§ **Document extract**
══════════════════════════════

Hamhung Royal Villa (Hangul: 함흥본궁, Hanja: 咸興本宮) is a villa located in Sonamudong, Sapogu Station, Hamhung. Designated National Treasure no. 107 of North Korea, the villa was the residence of Yi Seong-gye before he founded the Joseon Dynasty. The villa was also the birthplace Taejo's older offspring, including his second son (Yi Bang-gwa, 1357–1419, later Jeongjong of Joseon, the second king) and his fifth son (Yi Bang-won, 1367–1422, later Taejong of Joseon, the third king). After he abdicated in 1398 in favor of Jeongjong, Taejo rebuilt his residence at the site of his ancestor's land.

History

The founder of Joseon had lived here before he came to Hanyang to move the formal capital, Kaesong of Goryeo to the new land. After his second son succeeded the power, however, he did not stay at Hanyang, hoping to go to Hamhung.

══════════════════════════════

§ **Dataset excerpt**
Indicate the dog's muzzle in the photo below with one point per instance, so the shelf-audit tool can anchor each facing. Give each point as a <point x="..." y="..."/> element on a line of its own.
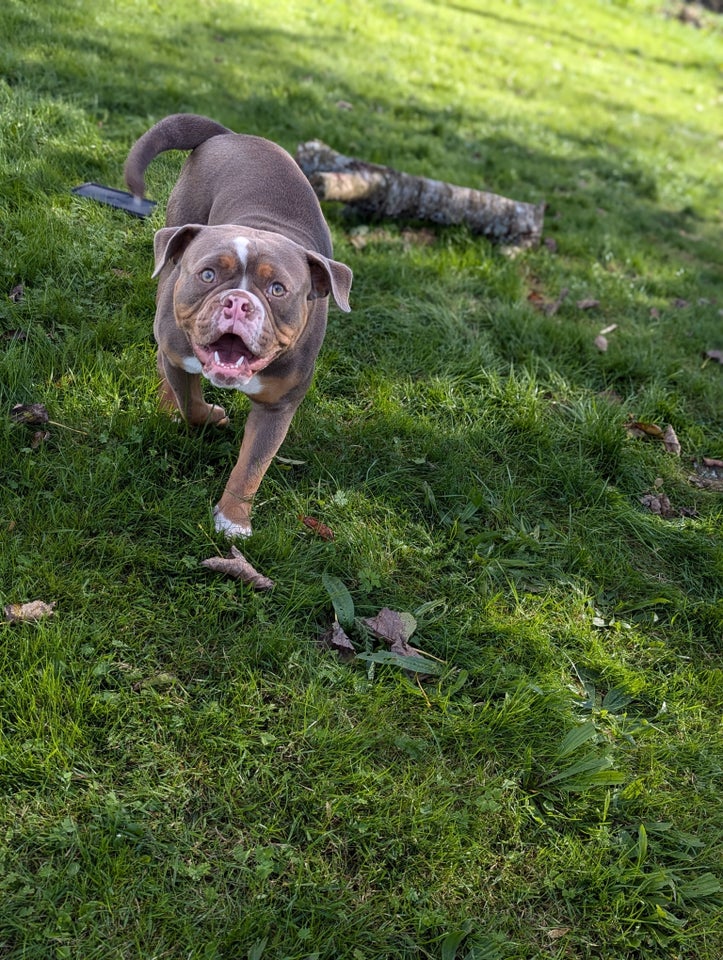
<point x="231" y="357"/>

══════════════════════════════

Please copy the Hamhung Royal Villa passage word for word, from "Hamhung Royal Villa" up to and including "go to Hamhung.". The listing has no connection to the Hamhung Royal Villa passage.

§ **Solution below**
Hamhung Royal Villa (Hangul: 함흥본궁, Hanja: 咸興本宮) is a villa located in Sonamudong, Sapogu Station, Hamhung. Designated National Treasure no. 107 of North Korea, the villa was the residence of Yi Seong-gye before he founded the Joseon Dynasty. The villa was also the birthplace Taejo's older offspring, including his second son (Yi Bang-gwa, 1357–1419, later Jeongjong of Joseon, the second king) and his fifth son (Yi Bang-won, 1367–1422, later Taejong of Joseon, the third king). After he abdicated in 1398 in favor of Jeongjong, Taejo rebuilt his residence at the site of his ancestor's land.

History

The founder of Joseon had lived here before he came to Hanyang to move the formal capital, Kaesong of Goryeo to the new land. After his second son succeeded the power, however, he did not stay at Hanyang, hoping to go to Hamhung.